**Text segment:**

--- start ---

Community needs: Data used in research topics aimed at supporting basic community needs: for example, health, food, housing, livelihoods.

Cultural values: Data used in research topics aimed at protecting historical, ecological, sacred, or intangible values.

Another approach is simply to show the distribution of topics as way to describe data use. Figure 3 provides an example of a wordcloud that was developed from the topics of publications that cited the United States Department of Agriculture’s (USDA) Rural-Urban Continuum Codes.

Figure 3. Example of how data usage information can be visualized.

2.4. Building an Ecosystem

The long-term vision would be for the federal government to create a new data ecosystem, joint with publishers, agencies, the public, and the academic community, while ensuring that all privacy issues are addressed and that all stakeholders get credit for participating.

 The practical approach might be as follows.

Expand the universe: Take the ML model resulting from the Kaggle competition and apply it to a full corpus of documents—starting with scientific publications, but eventually expanding to other text, such as government documents, grey literature, Federal Register notices, and the popular press. This will require agreement from multiple sources, so a legal infrastructure will need to be put in place.

Expand the ways in which researchers can contribute to publications that were ‘missed,’ in working paper format or in preprint status.

Expand the value: Build an API that will expose continuously updated data and that provides an interactive way of working with the API’s endpoints—authors, publications, and topics. The API can be used by agencies to document the usage of agency data, and by prospective agency researchers to get more information about their data. It can also be used to create production-level measures with an ongoing workflow that is fed from the publications. Enhance the API to include research that is done inside research data centers and joint with data repositories to identify emerging and prepublication research fields. Build a knowledge graph based on that API, and facilitate the automation of validation and feedback loops by working with the research community to produce open source tools.

Expand the engagement with publishers to feed the validated data set references to data repositories—particularly federally funded data repositories

3. Future Agenda

The future agenda will be to emulate the success of the private sector in integrating the demand side (incentives) with the supply side (such as data citation standards).

--- end ---

**Dataset extract:**
--- start ---

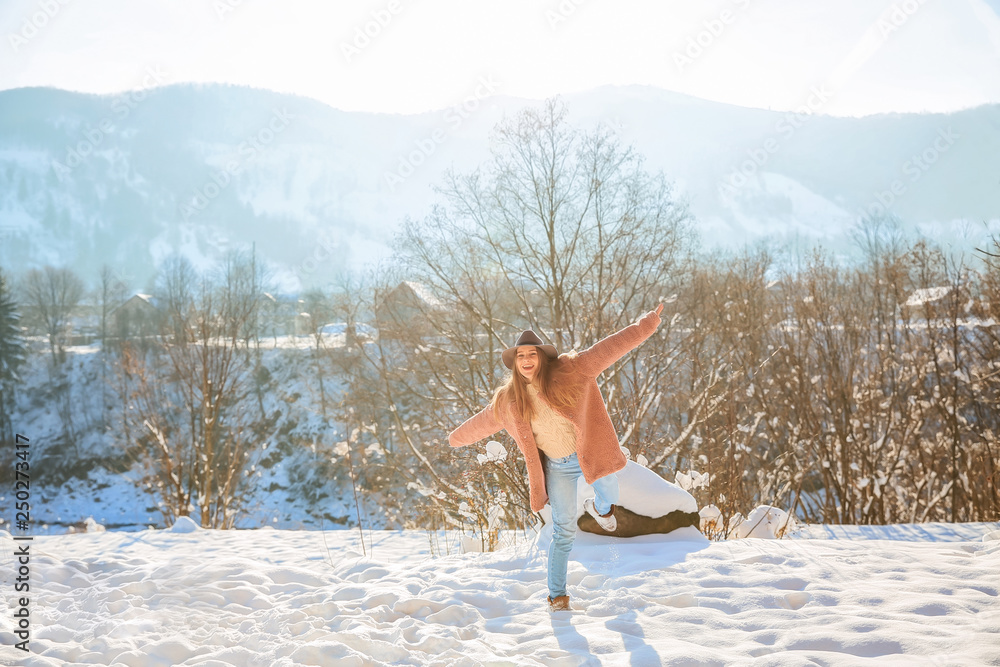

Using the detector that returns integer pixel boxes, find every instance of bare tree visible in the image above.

--- end ---

**What is asked:**
1/ Answer these about the data use passage:
(a) Whose codes were cited by the publications whose topics produced the wordcloud in Figure 3?
(b) What endpoints would the proposed API offer?
(c) Whose success does the future agenda aim to emulate?
2/ List the kinds of text that the data use passage says the document corpus should eventually expand to beyond scientific publications.
3/ From the data use passage, reproduce the words starting at "The practical approach" and ending at "put in place.".

**Solutions in order:**
1/
(a) The United States Department of Agriculture's (USDA) Rural-Urban Continuum Codes.
(b) Authors, publications, and topics.
(c) The private sector's, in integrating the demand side (incentives) with the supply side (such as data citation standards).

2/
- Government documents
- Grey literature
- Federal Register notices
- The popular press

3/
The practical approach might be as follows.

Expand the universe: Take the ML model resulting from the Kaggle competition and apply it to a full corpus of documents—starting with scientific publications, but eventually expanding to other text, such as government documents, grey literature, Federal Register notices, and the popular press. This will require agreement from multiple sources, so a legal infrastructure will need to be put in place.